▶ [Task a]:
Arrange every line of the entries below as a JSON list of strings, one string per line, with blank lines and pictures omitted.
++++ Excerpt ++++
Six weeks prior to subsequent Annual Meetings the Board shall determine the number of Directors to be elected by the Class A Members at the next Annual Meeting so that the number of elected director seats shall be equivalent to one seat for each seventy (70) Class A votes outstanding and entitled to be voted as of sixty (60) days prior to the Annual Meeting date, but in no event shall the number of elected director seats be less than two or more than five so long as the Class B membership exists, unless the Association has fewer than ten (10) Members, in which case there shall be no elected Directors, as provided above. The remainder of the Directors shall be appointed by the Class B Member.
2. Method of Nomination. Candidates for election to the Board shall file a petition of candidacy, signed by not less than ten (10) Members, with the Elections Committee at least four (4) weeks before the Annual Meeting. The Elections Committee shall mail or otherwise provide to all Members a ballot containing the names of all bona fide candidates for elective seats who have so filed not less than ten (10) days before the Annual Meeting.
3. Method of Election. Election shall be by secret written ballot or proxy at the Annual Meeting or by ballot or proxy delivered to the Chairman of the Elections Committee prior to the start of the Annual Meeting. The Members may cast, in respect to each vacancy, as many votes as they are entitled to exercise under the provisions of the Articles of Incorporation. Cumulative voting is not permitted. Those persons receiving the largest number of votes shall be elected.
ARTICLE VIII. AUTHORIZED INDEBTEDNESS
The highest amount of indebtedness, direct or indirect, which this Association may incur at any one time, shall not exceed one hundred fifty percent (150%) of its income for the previous fiscal year, provided that additional amounts may be authorized by the assent of the Class B Member, if any, and more than two-thirds (⅔) of the Class A membership.
++++ The input ++++
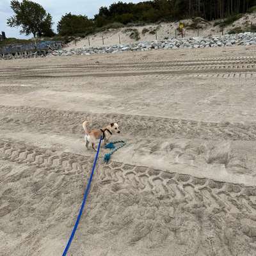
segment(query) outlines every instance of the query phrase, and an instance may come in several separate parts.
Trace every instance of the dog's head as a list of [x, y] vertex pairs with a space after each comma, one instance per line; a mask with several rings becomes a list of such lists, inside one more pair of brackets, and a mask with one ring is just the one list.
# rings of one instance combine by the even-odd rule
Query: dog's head
[[112, 133], [120, 133], [118, 123], [111, 123], [109, 125], [110, 131]]

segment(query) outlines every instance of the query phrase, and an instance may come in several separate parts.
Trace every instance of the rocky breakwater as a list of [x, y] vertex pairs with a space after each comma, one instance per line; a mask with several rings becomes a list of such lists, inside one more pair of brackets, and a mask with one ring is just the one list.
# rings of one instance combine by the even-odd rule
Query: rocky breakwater
[[256, 33], [246, 32], [239, 34], [170, 38], [161, 41], [138, 42], [129, 44], [111, 46], [90, 47], [57, 50], [49, 53], [50, 56], [91, 55], [95, 54], [116, 53], [124, 51], [149, 51], [152, 49], [175, 49], [179, 48], [205, 48], [232, 45], [256, 45]]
++++
▶ [Task b]:
Reproduce the excerpt beginning at "2. Method of" and ending after "days before the Annual Meeting.", substituting "Nominating Committee" for each occurrence of "Elections Committee".

▶ [Correct answer a]:
[
  "segment(query) outlines every instance of the query phrase, and an instance may come in several separate parts.",
  "Trace every instance of the dog's head as a list of [x, y] vertex pairs with a space after each comma, one instance per line; a mask with several rings becomes a list of such lists, inside one more pair of brackets, and a mask with one ring is just the one list.",
  "# rings of one instance combine by the even-odd rule",
  "Query: dog's head",
  "[[112, 133], [120, 133], [118, 123], [111, 123], [109, 125], [110, 131]]",
  "segment(query) outlines every instance of the query phrase, and an instance may come in several separate parts.",
  "Trace every instance of the rocky breakwater as a list of [x, y] vertex pairs with a space after each comma, one instance per line; a mask with several rings becomes a list of such lists, inside one more pair of brackets, and a mask with one ring is just the one list.",
  "# rings of one instance combine by the even-odd rule",
  "Query: rocky breakwater",
  "[[256, 33], [246, 32], [239, 34], [170, 38], [161, 41], [138, 42], [129, 44], [111, 46], [90, 47], [57, 50], [49, 53], [50, 56], [91, 55], [95, 54], [116, 53], [124, 51], [149, 51], [152, 49], [175, 49], [179, 48], [205, 48], [232, 45], [256, 45]]"
]

▶ [Correct answer b]:
2. Method of Nomination. Candidates for election to the Board shall file a petition of candidacy, signed by not less than ten (10) Members, with the Nominating Committee at least four (4) weeks before the Annual Meeting. The Nominating Committee shall mail or otherwise provide to all Members a ballot containing the names of all bona fide candidates for elective seats who have so filed not less than ten (10) days before the Annual Meeting.